● **The problem**: Copy out the following lines word for word, leaving every character unchanged.

---- Extracted entries

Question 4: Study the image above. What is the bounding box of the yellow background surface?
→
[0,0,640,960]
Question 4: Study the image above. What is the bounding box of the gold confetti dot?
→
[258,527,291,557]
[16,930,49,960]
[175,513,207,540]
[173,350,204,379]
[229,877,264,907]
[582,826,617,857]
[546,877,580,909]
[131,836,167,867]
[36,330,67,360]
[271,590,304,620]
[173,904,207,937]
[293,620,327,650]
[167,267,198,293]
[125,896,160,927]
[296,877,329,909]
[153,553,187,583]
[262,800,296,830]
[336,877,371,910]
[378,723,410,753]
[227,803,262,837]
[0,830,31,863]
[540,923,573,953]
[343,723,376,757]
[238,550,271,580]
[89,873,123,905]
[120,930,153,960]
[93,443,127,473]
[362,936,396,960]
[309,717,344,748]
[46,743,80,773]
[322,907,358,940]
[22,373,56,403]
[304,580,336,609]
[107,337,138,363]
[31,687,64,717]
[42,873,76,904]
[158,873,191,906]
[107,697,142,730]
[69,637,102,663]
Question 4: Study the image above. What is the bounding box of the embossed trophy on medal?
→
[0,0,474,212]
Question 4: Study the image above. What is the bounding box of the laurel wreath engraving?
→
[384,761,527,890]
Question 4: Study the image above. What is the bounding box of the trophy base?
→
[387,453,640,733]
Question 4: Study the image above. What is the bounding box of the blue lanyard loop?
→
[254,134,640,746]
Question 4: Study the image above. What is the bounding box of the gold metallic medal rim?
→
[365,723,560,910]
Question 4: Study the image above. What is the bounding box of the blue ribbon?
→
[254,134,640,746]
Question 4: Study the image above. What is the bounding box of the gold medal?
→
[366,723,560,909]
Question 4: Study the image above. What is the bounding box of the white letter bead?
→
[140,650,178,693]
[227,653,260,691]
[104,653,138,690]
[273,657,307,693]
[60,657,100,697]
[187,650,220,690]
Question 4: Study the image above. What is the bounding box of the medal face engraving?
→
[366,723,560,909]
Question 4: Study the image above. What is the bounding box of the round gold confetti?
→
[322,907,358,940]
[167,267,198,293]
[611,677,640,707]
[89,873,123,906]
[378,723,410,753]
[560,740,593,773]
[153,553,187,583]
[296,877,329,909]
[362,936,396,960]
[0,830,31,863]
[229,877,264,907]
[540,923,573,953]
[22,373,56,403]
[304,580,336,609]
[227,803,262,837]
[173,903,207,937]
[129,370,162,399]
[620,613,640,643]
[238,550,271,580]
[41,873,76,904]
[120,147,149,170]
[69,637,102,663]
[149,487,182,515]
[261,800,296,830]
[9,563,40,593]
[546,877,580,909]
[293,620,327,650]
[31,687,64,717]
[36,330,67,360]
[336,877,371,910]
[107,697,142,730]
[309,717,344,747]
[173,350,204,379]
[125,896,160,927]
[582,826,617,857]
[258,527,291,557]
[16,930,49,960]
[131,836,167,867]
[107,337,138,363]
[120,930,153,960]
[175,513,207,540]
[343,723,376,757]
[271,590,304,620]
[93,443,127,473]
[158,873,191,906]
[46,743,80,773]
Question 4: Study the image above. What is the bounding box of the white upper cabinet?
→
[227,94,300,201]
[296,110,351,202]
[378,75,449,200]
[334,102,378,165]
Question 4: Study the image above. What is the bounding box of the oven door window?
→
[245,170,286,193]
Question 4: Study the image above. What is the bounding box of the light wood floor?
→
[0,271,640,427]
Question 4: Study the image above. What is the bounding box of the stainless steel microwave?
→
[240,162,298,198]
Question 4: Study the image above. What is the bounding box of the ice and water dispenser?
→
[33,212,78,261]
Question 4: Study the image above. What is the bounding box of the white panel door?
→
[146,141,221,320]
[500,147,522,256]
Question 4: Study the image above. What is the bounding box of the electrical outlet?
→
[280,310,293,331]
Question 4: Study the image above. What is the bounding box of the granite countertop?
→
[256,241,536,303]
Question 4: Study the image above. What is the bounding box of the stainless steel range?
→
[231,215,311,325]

--------

● **Solution to this exercise**:
Question 4: Study the image above. What is the bounding box of the yellow background surface?
→
[0,0,640,960]
Question 4: Study the image above. What is the bounding box of the gold confetti dot?
→
[258,527,291,557]
[16,930,49,960]
[175,513,207,540]
[173,350,204,379]
[229,877,264,907]
[582,826,617,857]
[546,877,580,909]
[131,836,167,867]
[36,330,67,360]
[271,590,304,620]
[173,904,207,937]
[293,620,327,650]
[167,267,198,293]
[125,896,160,927]
[296,877,329,909]
[153,553,187,583]
[262,800,296,830]
[336,877,371,910]
[378,723,410,753]
[227,803,262,837]
[0,830,31,863]
[540,923,573,953]
[343,723,376,757]
[238,550,271,580]
[89,873,123,905]
[120,930,153,960]
[93,443,127,473]
[362,936,396,960]
[309,717,344,748]
[46,743,80,773]
[322,907,358,940]
[22,373,56,403]
[304,580,336,609]
[107,337,138,363]
[31,687,64,717]
[42,873,76,904]
[158,873,191,906]
[107,697,142,730]
[69,637,102,663]
Question 4: Study the image above. What is the bounding box of the embossed trophy on medal?
→
[0,0,474,212]
Question 4: Study the image above. What is the bounding box of the laurel wreath engraving?
→
[384,761,527,890]
Question 4: Study the image above. What is the bounding box of the trophy base?
→
[387,453,640,733]
Question 4: Study the image above. What is the bounding box of the blue lanyard loop?
→
[254,134,640,746]
Question 4: Study the image above. What is the bounding box of the gold metallic medal rim?
→
[365,723,560,910]
Question 4: Study the image above. What is the bounding box of the blue ribbon?
→
[254,134,640,746]
Question 4: Study the image above. What is the bounding box of the gold medal?
→
[366,723,560,909]
Question 4: Study the image above. What is the bounding box of the white letter bead?
→
[140,650,178,693]
[227,653,260,691]
[104,653,138,690]
[273,657,307,693]
[60,657,100,697]
[187,650,220,690]
Question 4: Study the image above. What is the bounding box of the medal face engraving?
→
[366,723,560,909]
Question 4: Study the image above. What is the bounding box of the round gold confetti?
→
[322,907,358,940]
[167,267,198,293]
[611,677,640,707]
[89,873,123,906]
[378,723,410,753]
[560,740,593,773]
[153,553,187,583]
[296,877,329,909]
[362,936,396,960]
[0,830,31,863]
[229,877,264,907]
[540,923,573,953]
[22,373,56,403]
[304,580,336,609]
[227,803,262,837]
[173,903,207,937]
[129,370,162,399]
[620,613,640,643]
[238,550,271,580]
[41,873,76,904]
[120,147,149,170]
[69,637,102,663]
[149,487,182,515]
[261,800,296,830]
[9,563,40,593]
[546,877,580,909]
[293,620,327,650]
[31,687,64,717]
[36,330,67,360]
[336,877,371,910]
[107,697,142,730]
[309,717,344,747]
[173,350,204,379]
[125,896,160,927]
[582,826,617,857]
[258,527,291,557]
[16,930,49,960]
[131,836,167,867]
[107,337,138,363]
[120,930,153,960]
[175,513,207,540]
[343,723,376,757]
[271,590,304,620]
[93,443,127,473]
[158,873,191,906]
[46,743,80,773]
Question 4: Study the image above. What is the bounding box of the white upper cabinet?
→
[227,94,300,201]
[296,110,351,202]
[378,75,449,200]
[334,102,378,165]
Question 4: Study the image above. What is the bounding box of the oven door window?
→
[245,170,286,193]
Question 4: Study the image above. What is the bounding box of the light wood floor?
→
[0,271,640,427]
Question 4: Study the image above. What is the bounding box of the stainless steel microwave?
→
[240,162,298,198]
Question 4: Study the image above. What is the bounding box of the ice and water dispenser?
→
[33,212,78,261]
Question 4: Study the image above. What is the bounding box of the white panel door?
→
[146,141,221,320]
[500,147,522,256]
Question 4: Study the image above. What is the bounding box of the electrical outlet?
→
[280,310,293,331]
Question 4: Study the image above. What is the bounding box of the granite countertop?
→
[256,241,536,303]
Question 4: Study the image above. What is the bounding box of the stainless steel range?
→
[231,215,311,325]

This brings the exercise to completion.